+++ Provided data

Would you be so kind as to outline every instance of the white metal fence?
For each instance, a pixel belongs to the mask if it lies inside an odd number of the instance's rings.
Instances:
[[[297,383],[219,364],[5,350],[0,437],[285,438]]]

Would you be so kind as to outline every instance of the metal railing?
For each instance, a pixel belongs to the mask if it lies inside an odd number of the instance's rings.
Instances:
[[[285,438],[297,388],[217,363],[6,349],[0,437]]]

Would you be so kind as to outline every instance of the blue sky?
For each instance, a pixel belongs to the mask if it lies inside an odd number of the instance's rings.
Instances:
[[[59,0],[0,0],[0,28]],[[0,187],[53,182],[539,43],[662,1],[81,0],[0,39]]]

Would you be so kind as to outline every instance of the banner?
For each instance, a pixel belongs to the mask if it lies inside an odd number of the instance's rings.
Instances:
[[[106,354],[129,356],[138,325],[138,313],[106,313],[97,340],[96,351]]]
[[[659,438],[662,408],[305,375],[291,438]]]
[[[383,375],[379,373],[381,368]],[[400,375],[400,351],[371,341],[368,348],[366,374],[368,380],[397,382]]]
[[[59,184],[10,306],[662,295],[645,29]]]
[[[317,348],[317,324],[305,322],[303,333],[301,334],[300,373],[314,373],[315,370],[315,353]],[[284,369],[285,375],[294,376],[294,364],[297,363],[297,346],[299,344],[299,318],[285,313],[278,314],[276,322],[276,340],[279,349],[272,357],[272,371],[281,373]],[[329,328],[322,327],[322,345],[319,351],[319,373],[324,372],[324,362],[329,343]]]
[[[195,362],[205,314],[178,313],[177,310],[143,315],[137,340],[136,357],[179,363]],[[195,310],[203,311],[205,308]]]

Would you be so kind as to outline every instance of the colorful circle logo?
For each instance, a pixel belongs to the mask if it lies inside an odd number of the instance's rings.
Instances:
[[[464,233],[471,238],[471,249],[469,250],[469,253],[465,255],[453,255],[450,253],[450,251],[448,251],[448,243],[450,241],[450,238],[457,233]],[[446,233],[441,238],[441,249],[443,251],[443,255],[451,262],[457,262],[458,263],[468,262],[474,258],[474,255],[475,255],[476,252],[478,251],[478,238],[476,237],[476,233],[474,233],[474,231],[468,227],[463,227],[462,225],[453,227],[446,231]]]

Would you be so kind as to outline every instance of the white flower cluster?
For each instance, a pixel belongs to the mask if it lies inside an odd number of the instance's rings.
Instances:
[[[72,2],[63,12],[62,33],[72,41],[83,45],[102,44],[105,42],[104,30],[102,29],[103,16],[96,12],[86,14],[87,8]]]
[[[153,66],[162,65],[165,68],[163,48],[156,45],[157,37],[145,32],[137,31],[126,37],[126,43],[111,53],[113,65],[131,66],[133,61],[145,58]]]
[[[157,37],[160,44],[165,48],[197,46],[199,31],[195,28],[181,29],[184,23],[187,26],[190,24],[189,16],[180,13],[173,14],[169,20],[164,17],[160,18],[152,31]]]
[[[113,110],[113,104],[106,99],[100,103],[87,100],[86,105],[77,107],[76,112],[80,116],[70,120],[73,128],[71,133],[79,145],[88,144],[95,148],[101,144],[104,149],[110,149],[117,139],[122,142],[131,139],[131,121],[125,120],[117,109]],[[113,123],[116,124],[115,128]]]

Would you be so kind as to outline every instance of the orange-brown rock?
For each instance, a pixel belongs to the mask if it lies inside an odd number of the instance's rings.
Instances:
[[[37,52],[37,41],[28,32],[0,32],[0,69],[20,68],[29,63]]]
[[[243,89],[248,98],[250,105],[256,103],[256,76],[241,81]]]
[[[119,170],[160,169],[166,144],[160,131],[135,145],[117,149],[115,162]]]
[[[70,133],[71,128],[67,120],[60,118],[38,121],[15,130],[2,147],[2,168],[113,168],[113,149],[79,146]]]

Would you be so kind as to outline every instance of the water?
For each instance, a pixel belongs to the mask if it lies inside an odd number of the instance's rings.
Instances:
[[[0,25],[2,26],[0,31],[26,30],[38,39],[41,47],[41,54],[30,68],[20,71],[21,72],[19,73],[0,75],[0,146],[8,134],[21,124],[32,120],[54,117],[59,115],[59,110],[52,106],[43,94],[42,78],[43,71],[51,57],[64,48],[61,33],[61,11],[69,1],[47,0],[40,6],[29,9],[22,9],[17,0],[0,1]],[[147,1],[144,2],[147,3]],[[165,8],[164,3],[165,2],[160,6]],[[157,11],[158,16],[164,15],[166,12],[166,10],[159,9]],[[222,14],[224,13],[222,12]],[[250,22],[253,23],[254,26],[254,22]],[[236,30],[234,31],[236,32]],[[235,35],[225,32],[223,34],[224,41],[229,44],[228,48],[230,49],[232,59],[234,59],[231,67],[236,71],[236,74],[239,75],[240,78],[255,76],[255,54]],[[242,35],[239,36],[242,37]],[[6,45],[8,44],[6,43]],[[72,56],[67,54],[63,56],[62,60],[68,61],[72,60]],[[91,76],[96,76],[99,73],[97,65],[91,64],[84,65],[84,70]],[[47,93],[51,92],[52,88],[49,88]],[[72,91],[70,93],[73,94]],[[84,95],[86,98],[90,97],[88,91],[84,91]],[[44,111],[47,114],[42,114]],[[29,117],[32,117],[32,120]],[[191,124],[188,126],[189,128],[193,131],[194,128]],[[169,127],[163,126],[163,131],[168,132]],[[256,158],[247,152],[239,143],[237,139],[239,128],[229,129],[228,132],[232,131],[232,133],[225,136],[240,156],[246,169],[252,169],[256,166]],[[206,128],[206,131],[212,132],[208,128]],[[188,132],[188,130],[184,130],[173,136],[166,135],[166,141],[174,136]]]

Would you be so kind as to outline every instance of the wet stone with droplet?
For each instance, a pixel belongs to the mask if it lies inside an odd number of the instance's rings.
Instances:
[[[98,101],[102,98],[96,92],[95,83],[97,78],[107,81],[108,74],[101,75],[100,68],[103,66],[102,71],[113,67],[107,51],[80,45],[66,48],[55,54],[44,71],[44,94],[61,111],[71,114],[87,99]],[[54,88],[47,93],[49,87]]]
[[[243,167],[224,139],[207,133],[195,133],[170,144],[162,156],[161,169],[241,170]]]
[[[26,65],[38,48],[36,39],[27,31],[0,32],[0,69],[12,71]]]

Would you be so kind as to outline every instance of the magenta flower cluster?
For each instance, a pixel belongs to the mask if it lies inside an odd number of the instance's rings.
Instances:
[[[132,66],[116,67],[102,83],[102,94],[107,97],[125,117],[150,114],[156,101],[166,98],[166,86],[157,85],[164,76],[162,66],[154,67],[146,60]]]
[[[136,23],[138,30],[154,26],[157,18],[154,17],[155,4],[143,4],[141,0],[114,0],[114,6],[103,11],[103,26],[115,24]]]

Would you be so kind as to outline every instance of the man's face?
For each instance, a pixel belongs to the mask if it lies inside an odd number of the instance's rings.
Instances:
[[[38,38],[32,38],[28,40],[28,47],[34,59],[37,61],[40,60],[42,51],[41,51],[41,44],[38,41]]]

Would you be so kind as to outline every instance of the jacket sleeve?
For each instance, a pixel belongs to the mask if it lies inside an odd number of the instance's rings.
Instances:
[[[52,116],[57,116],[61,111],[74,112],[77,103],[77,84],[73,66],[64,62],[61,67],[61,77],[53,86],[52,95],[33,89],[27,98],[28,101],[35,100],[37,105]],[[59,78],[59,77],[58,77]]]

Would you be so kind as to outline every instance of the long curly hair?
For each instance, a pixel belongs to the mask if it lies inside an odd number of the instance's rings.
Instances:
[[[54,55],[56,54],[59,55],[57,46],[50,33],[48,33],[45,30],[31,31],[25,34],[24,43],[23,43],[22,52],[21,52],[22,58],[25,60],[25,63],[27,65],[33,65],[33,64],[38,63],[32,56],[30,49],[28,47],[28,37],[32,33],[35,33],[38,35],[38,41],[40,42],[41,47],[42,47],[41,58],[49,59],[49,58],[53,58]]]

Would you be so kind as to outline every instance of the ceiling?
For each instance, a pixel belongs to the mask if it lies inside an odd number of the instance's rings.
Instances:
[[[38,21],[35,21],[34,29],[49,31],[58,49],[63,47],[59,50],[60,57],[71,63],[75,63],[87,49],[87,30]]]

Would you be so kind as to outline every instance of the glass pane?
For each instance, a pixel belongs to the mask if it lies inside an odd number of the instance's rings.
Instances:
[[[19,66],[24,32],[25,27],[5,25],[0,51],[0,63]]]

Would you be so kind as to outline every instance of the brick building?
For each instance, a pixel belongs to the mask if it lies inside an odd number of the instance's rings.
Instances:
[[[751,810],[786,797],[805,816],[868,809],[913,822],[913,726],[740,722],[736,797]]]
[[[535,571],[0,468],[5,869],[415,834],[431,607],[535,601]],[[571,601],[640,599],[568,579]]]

++++++

→ **Brief**
Format everything from the line containing "the glass pane?" down to the end of the rows as a two-column CSV with the headers input and output, one line for each row. Put the row's text under input and its answer under output, with each value in a single quoted field and its line breaks replaced by spaces.

→ **Full solution**
input,output
"Would you be so kind as to outline every instance of the glass pane? For each instance, a pixel belongs to the mask if it lies inside an odd number of the instance's rings. Instances:","[[[19,66],[24,32],[25,27],[5,25],[0,51],[0,63]]]"
"Would you be so kind as to outline every instance of the brick building? For each instance, a pixel belongs to the mask if it lies inside an odd number of the instance's rings. Instances:","[[[751,810],[786,797],[805,816],[868,809],[913,822],[913,726],[740,722],[736,797]]] [[[535,571],[0,468],[5,869],[415,834],[431,607],[535,601]],[[571,601],[640,599],[568,579]]]"